● **Task objective**: Collect every line of the items below that contains the word "brick", and copy each one.

● **Working data**:
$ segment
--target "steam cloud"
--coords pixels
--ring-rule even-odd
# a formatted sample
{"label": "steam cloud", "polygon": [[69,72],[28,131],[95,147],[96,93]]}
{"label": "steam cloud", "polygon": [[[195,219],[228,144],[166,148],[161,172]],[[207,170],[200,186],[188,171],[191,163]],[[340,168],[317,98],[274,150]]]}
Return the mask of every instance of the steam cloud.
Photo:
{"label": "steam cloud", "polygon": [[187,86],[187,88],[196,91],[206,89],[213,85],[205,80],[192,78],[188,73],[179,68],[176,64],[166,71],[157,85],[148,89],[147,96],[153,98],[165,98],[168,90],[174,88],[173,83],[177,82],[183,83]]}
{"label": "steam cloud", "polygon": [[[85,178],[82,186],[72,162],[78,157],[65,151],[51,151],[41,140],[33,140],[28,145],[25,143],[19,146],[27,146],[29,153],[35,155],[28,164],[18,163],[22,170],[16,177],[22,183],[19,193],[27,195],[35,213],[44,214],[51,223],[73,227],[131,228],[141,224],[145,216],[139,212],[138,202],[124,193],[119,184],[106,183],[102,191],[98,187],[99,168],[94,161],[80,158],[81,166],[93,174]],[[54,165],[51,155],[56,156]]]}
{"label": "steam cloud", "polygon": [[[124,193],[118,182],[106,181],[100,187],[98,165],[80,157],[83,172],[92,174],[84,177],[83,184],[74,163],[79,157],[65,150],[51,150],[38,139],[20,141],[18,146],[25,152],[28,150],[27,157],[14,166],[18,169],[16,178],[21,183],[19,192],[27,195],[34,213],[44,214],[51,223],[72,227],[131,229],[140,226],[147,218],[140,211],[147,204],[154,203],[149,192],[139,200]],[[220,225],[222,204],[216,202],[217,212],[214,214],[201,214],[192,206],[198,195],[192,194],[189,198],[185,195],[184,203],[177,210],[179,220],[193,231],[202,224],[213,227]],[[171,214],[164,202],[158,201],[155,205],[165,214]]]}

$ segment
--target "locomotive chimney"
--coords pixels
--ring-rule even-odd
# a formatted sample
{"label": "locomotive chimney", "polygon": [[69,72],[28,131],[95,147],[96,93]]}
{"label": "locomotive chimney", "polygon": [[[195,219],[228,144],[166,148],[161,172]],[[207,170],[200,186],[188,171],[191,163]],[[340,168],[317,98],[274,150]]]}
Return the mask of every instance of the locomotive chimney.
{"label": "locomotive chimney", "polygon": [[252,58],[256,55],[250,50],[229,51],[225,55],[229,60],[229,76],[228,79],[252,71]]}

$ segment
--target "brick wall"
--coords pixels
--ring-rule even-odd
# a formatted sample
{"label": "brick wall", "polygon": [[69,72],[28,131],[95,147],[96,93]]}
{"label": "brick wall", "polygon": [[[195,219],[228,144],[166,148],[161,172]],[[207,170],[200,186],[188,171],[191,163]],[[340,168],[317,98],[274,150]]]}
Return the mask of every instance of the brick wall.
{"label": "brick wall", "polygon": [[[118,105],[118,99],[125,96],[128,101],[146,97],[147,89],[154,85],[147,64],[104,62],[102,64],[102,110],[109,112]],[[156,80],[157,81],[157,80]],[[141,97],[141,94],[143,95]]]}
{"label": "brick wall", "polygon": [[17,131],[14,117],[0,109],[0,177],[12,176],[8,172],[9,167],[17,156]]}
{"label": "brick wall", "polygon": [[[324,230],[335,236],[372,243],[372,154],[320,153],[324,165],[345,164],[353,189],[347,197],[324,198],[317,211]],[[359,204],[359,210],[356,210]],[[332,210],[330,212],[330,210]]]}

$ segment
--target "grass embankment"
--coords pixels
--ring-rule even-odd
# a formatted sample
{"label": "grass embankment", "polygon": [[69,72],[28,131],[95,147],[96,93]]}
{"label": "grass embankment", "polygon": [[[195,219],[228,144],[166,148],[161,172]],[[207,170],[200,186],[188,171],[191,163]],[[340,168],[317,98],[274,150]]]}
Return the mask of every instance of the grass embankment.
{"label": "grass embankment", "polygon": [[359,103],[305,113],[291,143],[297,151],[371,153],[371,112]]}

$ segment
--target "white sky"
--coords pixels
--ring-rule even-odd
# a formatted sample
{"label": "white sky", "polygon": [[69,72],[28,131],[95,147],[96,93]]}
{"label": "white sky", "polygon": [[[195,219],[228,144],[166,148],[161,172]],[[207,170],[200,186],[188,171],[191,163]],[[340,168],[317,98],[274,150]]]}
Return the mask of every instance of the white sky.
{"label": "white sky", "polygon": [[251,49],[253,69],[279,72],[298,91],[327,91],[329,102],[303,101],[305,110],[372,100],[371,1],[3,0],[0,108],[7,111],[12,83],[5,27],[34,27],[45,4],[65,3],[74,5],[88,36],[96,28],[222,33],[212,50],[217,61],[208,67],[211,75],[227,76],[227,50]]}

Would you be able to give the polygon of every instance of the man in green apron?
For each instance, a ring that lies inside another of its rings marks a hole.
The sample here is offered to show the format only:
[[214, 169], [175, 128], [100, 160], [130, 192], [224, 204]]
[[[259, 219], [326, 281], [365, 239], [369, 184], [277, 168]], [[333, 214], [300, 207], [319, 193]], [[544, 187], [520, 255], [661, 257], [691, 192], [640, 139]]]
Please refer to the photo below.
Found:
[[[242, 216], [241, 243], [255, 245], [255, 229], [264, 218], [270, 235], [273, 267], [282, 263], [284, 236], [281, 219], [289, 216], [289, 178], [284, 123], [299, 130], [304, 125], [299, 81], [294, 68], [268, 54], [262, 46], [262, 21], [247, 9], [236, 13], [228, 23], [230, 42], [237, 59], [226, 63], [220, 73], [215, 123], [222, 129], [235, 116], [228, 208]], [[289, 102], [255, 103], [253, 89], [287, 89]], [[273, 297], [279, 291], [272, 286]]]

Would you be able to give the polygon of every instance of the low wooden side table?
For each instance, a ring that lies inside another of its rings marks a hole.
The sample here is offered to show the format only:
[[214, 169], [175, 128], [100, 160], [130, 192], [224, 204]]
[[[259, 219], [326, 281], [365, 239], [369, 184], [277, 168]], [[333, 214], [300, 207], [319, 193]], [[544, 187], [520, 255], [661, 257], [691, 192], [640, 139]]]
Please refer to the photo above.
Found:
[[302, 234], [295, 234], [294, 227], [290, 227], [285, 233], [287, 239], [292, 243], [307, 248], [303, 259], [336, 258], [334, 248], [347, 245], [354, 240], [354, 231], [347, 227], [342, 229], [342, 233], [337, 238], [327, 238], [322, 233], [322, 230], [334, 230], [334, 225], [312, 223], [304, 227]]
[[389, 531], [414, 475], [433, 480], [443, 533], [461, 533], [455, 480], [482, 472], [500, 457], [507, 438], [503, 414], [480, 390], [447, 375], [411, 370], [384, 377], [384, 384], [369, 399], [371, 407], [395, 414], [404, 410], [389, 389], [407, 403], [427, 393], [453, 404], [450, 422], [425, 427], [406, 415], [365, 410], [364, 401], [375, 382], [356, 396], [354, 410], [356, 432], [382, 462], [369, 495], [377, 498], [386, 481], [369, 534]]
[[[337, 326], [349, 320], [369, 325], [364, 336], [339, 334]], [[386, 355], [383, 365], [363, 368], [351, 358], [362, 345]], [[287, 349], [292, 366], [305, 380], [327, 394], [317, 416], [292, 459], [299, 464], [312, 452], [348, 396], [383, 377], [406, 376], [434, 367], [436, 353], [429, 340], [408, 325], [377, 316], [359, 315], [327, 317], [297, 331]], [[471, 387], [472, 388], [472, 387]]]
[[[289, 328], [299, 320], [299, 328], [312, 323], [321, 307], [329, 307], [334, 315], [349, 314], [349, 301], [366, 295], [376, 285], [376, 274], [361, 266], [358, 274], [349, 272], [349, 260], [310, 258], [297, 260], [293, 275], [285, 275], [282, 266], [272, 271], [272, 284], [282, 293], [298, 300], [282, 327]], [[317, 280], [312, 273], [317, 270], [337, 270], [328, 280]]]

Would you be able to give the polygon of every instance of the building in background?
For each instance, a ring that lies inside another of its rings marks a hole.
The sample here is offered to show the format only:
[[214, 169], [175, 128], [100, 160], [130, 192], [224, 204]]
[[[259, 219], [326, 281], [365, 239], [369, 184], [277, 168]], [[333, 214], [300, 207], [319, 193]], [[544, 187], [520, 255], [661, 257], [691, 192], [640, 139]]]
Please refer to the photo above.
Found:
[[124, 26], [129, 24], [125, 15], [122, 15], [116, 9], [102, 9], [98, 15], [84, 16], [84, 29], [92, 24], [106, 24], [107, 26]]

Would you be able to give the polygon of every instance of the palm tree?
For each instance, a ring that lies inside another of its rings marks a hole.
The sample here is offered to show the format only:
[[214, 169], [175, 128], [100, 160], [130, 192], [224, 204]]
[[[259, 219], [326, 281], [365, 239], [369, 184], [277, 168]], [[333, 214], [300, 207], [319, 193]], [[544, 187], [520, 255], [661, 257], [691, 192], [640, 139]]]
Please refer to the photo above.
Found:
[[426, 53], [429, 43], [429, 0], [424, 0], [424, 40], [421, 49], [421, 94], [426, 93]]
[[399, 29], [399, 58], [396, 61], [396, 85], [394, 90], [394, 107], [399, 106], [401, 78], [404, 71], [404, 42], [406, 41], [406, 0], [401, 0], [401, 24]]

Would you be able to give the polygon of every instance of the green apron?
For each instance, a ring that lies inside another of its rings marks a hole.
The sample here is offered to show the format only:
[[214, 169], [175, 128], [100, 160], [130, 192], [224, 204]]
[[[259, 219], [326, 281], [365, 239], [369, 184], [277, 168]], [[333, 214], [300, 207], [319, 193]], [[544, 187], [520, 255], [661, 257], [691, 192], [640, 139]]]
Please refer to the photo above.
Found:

● **Exercise output**:
--target "brick wall"
{"label": "brick wall", "polygon": [[69,72],[28,131],[95,147],[96,93]]}
{"label": "brick wall", "polygon": [[[195,219],[228,144],[166,148],[161,172]],[[207,170],[200,186],[188,171],[191,163]],[[340,168],[317,98],[274,150]]]}
Return the mask of every instance of the brick wall.
{"label": "brick wall", "polygon": [[[118,105],[118,99],[125,96],[128,101],[146,97],[147,89],[154,85],[147,64],[104,62],[102,64],[102,110],[109,112]],[[156,80],[157,81],[157,80]],[[141,97],[141,94],[143,95]]]}
{"label": "brick wall", "polygon": [[17,131],[14,117],[0,109],[0,177],[12,176],[8,172],[9,167],[17,156]]}
{"label": "brick wall", "polygon": [[[324,230],[335,236],[372,243],[372,154],[320,153],[324,165],[345,164],[353,189],[347,197],[324,198],[317,211]],[[359,204],[359,210],[356,210]],[[332,210],[330,212],[330,210]]]}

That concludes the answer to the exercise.